REQUEST
Pull out every line of the data below that contains the word "roof" and copy each one unchanged.

RAW RECORDS
○ ○ ○

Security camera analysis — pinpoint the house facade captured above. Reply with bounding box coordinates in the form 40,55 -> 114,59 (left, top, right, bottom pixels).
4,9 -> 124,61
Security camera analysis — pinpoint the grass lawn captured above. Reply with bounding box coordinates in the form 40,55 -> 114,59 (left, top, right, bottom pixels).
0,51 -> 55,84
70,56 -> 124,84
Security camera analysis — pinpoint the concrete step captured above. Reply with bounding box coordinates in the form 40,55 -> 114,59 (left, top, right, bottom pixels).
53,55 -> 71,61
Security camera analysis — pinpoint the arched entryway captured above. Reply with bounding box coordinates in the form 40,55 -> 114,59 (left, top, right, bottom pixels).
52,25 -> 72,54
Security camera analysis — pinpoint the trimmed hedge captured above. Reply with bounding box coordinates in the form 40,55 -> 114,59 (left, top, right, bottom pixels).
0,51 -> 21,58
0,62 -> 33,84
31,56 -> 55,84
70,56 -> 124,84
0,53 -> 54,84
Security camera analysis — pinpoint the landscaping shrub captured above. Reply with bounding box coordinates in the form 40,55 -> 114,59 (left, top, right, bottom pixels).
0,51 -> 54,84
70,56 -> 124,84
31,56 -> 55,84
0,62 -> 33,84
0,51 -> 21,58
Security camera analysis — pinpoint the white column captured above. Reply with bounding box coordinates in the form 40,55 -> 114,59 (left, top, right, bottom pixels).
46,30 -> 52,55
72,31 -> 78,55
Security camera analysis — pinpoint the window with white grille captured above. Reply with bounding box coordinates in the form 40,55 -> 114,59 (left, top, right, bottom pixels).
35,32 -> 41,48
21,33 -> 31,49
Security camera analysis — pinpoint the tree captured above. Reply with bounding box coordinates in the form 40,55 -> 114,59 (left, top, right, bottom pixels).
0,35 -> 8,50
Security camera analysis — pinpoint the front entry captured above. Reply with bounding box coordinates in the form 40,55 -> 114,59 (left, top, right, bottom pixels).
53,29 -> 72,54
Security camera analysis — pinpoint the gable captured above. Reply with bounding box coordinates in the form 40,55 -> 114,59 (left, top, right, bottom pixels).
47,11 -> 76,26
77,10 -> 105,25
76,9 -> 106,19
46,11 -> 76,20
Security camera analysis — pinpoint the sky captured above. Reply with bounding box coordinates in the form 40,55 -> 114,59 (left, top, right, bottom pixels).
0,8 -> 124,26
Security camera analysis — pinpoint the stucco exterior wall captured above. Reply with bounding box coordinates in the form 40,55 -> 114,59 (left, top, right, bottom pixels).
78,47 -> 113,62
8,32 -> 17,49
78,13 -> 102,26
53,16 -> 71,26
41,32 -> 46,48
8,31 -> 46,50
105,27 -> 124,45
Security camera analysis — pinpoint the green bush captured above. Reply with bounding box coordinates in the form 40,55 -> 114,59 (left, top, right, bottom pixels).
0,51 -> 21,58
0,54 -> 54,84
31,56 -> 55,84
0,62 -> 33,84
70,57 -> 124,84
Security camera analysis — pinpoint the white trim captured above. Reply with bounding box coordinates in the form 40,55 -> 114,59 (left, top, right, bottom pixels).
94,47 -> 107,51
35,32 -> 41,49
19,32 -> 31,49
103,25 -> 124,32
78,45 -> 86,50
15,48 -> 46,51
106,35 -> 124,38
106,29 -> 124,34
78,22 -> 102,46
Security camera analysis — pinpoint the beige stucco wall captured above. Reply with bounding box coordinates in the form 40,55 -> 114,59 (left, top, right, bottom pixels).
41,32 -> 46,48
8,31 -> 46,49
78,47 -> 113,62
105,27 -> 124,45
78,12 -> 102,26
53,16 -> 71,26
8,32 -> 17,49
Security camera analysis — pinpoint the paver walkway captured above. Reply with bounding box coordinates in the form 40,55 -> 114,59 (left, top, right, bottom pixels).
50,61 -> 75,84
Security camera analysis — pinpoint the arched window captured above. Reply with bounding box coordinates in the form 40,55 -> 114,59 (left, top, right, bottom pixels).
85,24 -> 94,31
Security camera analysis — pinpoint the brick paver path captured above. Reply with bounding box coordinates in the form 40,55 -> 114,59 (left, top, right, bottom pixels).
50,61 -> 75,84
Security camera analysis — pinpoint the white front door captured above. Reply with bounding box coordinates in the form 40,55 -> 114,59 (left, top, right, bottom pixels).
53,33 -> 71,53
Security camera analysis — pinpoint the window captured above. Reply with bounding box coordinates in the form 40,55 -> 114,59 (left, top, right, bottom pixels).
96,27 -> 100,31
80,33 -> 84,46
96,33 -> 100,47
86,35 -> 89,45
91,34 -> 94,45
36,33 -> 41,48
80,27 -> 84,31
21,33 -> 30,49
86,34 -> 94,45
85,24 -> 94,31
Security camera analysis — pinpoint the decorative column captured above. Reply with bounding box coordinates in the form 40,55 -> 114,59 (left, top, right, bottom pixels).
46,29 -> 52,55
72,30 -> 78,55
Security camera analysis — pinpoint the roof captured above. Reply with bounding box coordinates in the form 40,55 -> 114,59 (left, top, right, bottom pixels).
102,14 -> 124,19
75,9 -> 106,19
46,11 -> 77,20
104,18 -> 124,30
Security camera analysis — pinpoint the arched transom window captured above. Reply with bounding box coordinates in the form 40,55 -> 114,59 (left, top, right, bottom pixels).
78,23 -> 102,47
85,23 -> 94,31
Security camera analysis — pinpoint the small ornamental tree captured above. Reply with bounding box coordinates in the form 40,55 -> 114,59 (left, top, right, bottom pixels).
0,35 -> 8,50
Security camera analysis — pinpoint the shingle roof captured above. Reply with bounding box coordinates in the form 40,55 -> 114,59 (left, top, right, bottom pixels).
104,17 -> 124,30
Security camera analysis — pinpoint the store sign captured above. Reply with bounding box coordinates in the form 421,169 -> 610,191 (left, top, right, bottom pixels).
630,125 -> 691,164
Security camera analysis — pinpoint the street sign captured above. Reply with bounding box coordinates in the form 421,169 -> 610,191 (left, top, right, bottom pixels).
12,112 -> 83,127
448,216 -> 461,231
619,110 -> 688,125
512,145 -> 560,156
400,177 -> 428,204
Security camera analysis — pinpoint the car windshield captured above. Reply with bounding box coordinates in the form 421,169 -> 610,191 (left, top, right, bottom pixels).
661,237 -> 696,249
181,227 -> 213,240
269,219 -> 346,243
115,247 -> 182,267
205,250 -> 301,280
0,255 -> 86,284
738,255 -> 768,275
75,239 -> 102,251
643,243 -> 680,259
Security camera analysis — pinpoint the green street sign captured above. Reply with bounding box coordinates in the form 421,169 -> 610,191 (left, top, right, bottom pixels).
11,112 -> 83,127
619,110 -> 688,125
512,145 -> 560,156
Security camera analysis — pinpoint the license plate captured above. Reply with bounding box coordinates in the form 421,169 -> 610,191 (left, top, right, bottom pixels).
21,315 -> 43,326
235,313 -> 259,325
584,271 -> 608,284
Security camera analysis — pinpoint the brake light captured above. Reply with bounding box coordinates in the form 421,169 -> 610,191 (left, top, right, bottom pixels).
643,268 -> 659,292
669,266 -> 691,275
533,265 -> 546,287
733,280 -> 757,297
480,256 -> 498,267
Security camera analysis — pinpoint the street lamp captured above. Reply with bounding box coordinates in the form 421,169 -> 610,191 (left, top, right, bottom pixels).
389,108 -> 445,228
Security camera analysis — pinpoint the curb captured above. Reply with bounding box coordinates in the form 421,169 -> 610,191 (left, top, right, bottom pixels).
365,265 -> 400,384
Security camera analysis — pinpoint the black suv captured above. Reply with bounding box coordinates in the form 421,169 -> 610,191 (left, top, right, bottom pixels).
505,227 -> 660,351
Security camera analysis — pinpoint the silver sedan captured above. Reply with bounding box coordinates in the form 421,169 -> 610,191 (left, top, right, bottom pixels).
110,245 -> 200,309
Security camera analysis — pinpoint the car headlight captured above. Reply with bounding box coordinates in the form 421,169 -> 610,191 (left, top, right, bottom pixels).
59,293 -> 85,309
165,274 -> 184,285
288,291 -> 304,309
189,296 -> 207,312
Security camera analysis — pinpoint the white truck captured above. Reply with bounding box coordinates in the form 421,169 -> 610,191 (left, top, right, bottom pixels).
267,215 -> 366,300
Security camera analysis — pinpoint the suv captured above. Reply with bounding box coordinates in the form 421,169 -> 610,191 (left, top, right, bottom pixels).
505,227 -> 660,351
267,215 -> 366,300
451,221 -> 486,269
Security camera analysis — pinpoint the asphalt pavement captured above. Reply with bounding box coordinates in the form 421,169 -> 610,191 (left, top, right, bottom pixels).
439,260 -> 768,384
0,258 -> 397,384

○ ○ ○

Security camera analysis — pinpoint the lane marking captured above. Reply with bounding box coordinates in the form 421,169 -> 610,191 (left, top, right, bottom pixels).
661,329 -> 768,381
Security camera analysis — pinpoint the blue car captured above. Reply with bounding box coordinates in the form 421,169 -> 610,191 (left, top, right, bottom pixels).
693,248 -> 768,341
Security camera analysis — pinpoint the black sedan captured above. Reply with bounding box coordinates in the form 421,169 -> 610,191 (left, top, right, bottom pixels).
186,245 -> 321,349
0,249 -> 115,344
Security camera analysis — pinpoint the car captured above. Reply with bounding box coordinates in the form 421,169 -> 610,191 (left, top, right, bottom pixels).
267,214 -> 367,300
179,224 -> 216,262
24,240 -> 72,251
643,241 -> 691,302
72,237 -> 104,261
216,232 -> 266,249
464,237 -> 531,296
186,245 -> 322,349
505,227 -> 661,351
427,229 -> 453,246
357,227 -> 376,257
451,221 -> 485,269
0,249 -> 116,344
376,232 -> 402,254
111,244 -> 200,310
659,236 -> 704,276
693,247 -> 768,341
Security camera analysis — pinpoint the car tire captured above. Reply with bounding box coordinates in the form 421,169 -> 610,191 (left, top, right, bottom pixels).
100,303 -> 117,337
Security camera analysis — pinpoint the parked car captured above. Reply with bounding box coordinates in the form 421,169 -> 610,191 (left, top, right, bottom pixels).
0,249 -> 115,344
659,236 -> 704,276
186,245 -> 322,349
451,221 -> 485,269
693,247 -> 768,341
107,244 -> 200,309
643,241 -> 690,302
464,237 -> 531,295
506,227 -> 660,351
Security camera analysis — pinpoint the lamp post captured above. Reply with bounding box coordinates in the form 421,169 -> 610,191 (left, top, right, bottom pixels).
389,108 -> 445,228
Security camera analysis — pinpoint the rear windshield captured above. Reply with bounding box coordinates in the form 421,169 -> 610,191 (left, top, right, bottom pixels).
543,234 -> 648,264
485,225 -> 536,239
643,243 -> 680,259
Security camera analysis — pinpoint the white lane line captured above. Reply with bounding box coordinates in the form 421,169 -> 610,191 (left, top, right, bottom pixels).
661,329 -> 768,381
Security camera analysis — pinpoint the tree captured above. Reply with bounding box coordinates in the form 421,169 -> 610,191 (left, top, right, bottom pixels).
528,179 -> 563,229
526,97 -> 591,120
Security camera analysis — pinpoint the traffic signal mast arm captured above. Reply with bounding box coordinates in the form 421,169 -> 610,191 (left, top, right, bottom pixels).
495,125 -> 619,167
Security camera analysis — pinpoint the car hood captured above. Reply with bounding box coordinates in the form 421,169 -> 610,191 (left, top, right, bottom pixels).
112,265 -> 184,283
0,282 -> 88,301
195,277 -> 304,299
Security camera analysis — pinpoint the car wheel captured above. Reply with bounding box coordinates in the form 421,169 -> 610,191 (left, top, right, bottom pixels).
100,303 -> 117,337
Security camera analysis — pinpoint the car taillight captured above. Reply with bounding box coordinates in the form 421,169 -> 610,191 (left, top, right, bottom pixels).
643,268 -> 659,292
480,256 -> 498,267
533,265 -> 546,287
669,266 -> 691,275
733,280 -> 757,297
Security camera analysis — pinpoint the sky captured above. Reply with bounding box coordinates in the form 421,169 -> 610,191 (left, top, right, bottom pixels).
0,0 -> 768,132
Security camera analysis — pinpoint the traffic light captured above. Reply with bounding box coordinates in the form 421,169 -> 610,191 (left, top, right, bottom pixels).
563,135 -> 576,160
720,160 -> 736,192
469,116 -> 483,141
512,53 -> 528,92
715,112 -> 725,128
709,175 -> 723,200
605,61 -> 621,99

○ ○ ○

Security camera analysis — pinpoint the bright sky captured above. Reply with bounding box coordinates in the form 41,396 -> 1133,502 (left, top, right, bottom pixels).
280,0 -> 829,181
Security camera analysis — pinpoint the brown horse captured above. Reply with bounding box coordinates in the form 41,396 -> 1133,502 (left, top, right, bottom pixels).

○ ○ ○

RESULT OF THIS EXERCISE
Security camera analysis — pinpoint the roof captured above. Reply with bounding box coordinates in the form 40,55 -> 114,59 (left, top, right, bottom pixels).
Security camera analysis — pinpoint the shingle roof captured above. Reply with bounding box coordinates in the form 40,55 -> 114,59 (left, top, right, bottom pixels).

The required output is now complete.